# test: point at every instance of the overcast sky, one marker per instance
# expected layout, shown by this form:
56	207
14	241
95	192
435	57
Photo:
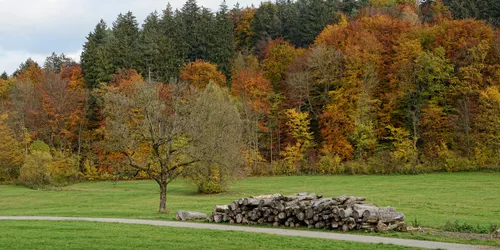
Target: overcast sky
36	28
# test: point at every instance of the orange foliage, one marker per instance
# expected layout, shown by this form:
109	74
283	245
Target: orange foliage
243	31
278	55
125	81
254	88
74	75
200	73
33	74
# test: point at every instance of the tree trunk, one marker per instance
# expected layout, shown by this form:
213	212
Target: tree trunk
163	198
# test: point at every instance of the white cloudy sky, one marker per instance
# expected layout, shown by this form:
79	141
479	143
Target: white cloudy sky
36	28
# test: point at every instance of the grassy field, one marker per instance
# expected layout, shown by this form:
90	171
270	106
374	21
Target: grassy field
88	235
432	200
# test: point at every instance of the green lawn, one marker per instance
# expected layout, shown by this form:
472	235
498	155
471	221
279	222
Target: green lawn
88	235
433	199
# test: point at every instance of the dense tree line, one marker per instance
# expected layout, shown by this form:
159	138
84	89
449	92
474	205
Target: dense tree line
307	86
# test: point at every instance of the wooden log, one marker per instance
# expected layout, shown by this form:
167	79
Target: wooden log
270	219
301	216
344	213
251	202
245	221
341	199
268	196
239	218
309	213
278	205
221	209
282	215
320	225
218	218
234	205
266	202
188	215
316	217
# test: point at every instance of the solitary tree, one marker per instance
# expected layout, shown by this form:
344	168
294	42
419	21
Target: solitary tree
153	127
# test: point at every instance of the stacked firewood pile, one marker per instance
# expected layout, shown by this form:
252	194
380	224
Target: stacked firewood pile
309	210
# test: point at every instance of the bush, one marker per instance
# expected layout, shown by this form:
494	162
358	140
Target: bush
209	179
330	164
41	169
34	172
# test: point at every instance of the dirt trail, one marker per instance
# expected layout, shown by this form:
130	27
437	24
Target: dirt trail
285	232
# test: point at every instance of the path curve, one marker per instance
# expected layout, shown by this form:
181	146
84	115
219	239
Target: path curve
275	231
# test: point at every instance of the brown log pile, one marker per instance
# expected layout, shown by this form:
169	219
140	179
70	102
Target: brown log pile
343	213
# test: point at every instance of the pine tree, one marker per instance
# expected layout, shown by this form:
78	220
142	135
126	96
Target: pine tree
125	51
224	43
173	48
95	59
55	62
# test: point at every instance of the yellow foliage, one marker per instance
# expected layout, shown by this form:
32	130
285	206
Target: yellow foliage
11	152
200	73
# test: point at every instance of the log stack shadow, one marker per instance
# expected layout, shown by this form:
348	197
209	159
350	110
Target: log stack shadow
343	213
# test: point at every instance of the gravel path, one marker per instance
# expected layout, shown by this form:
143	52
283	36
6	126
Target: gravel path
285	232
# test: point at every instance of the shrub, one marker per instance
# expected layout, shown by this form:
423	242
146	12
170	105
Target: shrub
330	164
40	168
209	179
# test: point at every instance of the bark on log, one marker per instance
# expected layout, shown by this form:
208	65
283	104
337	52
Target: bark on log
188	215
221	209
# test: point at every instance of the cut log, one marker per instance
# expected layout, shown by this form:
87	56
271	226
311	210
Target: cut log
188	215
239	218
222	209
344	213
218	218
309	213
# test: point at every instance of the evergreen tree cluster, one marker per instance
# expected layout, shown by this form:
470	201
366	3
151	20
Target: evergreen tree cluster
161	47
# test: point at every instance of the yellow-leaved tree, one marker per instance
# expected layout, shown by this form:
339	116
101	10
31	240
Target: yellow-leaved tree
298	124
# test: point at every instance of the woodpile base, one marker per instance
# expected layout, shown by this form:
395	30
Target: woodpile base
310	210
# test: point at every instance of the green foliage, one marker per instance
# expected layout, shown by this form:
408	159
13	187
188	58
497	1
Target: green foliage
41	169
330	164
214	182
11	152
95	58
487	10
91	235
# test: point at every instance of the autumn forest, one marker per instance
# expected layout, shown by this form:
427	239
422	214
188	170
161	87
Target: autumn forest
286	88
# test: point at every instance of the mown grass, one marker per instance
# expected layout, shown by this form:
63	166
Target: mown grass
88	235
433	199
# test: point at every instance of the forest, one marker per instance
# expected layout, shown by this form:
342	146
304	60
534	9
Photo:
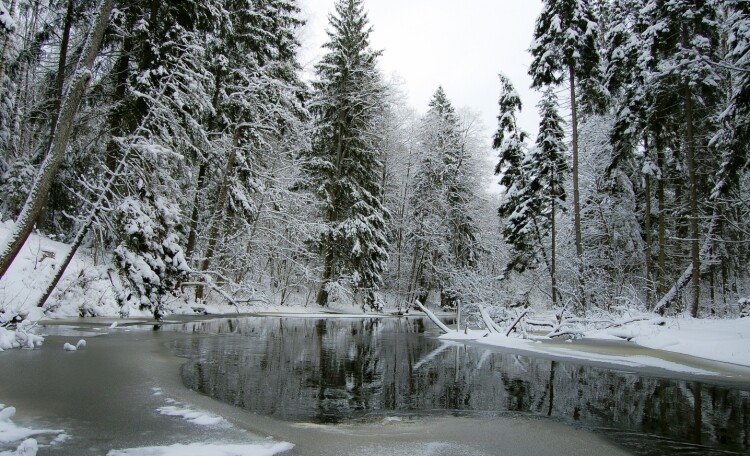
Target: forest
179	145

What you should do:
Make an exact copy of all the material, but keep the pictures out of it.

Exercise response:
# test: point at every instance of the overcast sky, one marker per instance
# expected layout, shown by this form:
56	207
14	241
95	192
435	57
Photo:
Target: overcast sky
36	28
# test: point at every instance of the orange foliage, one marker per instance
# expected layout, shown by this form:
109	74
283	245
Target: orange foliage
243	31
278	55
125	81
254	88
74	75
200	73
33	74
# test: point at every instance of the tree trunk, one marker per instance
# expected layout, shown by this form:
213	212
Target: tree trunk
163	198
# test: point at every instance of the white cloudy sky, one marker per instance
# expected layout, shown by this form:
79	141
479	143
Target: white cloudy sky
36	28
# test: point at every instance of the grassy field, one marker per instance
# expected layout, shown by this form:
90	171
270	106
374	21
Target: grassy field
88	235
432	200
# test: point at every instance of the green lawn, one marker per instance
# expected layout, shown by this form:
472	235
498	155
471	221
279	222
Target: green lawn
88	235
433	199
# test: point at every instance of the dense tree line, one marker per instance
# expected layout, shown by this form:
159	138
84	89
449	92
474	205
Target: dense tree line
307	86
# test: point at every instance of the wooden log, one marker per instance
# expected layout, shown by this form:
167	79
Target: wooden log
270	219
301	216
344	213
251	202
245	221
341	199
268	196
239	218
309	213
278	205
221	209
282	215
320	225
218	218
234	205
266	202
188	215
316	217
# test: point at every instance of the solitary tree, one marker per instance
# expected layout, shown by this form:
344	168
294	42
419	21
Target: solitary tree
153	127
# test: point at every instance of the stacked firewood pile, one marker per instance
# expected layout, shown by this form:
252	194
380	224
Target: stacked firewood pile
309	210
# test: point at every instance of the bush, one marker per instance
# expected layout, shown by this form:
494	162
358	140
Target: bush
209	179
330	164
41	169
34	172
# test: point at every instance of the dirt trail, one marker per instance
# expected layout, shown by this form:
130	27
437	24
Target: dirt trail
285	232
# test: point at every instance of the path curve, one marker per instance
# expected layout, shown by this form:
181	146
84	115
219	239
Target: path curve
275	231
# test: point at every instance of the brown log pile, one marker per instance
# expected layout, shown by this form:
169	219
140	179
70	102
Target: brown log pile
343	213
# test: point at every instance of the pine tree, one marker per instance
# expected layout, shown by this form:
78	220
142	135
126	96
Target: pine tree
125	51
224	43
173	48
95	59
55	62
# test: point at every instance of the yellow foliage, one marker per instance
# expected layout, shown by this form:
32	130
285	206
Target: yellow foliage
11	152
200	73
# test: point at every instance of the log stack shadow, one marker per instance
# expected layout, shown by this form:
348	197
209	159
350	110
Target: log stack shadow
343	213
# test: point at every instance of the gravel path, one marker per instance
# expected layout, shown by this form:
143	52
283	36
6	126
Target: gravel path
285	232
# test: point at every instance of the shrub, one marker per instance
# expected layout, shown by this form:
423	242
146	12
170	105
Target: shrub
330	164
40	168
209	179
# test: point at every instance of the bark on log, one marker per instance
# expected layout, shown by this form:
208	65
283	104
337	52
Target: bark on log
188	215
221	209
# test: point at every instance of the cut log, one marker per instance
# expected layout, shown by this form:
87	56
271	226
311	210
Target: cut log
188	215
239	218
222	209
344	213
218	218
309	213
# test: point at every instance of the evergreen tree cluster, one marker per instance
# expected layout, shown by this form:
470	201
366	3
151	20
Target: evergreen tree cluster
161	47
# test: point at every instance of the yellow-leaved tree, one marker per instance
# expected layout, shown by this form:
339	116
101	10
31	240
Target: yellow-leaved tree
298	124
# test: point at every instance of the woodpile base, one marker per instance
# expected layout, shown by this form:
395	30
Target: woodpile base
310	210
# test: point at every instance of the green foliage, one marker per instance
# expected layout, shown by this form:
408	159
13	187
188	58
497	1
Target: green foliage
41	169
330	164
214	182
11	152
95	58
487	10
91	235
# test: point at every instance of the autumn forest, one marker per instance
# expected layout, shown by this form:
427	239
422	214
188	170
161	87
Target: autumn forest
286	88
# test: point at every instance of the mown grass, one marker per instance
# expected layout, shown by this form:
63	166
Target: mown grass
88	235
433	199
# test: point at every instance of the forest, one marker per instance
# expected layout, shown by this form:
342	146
304	60
534	9
Photo:
Target: forest
179	145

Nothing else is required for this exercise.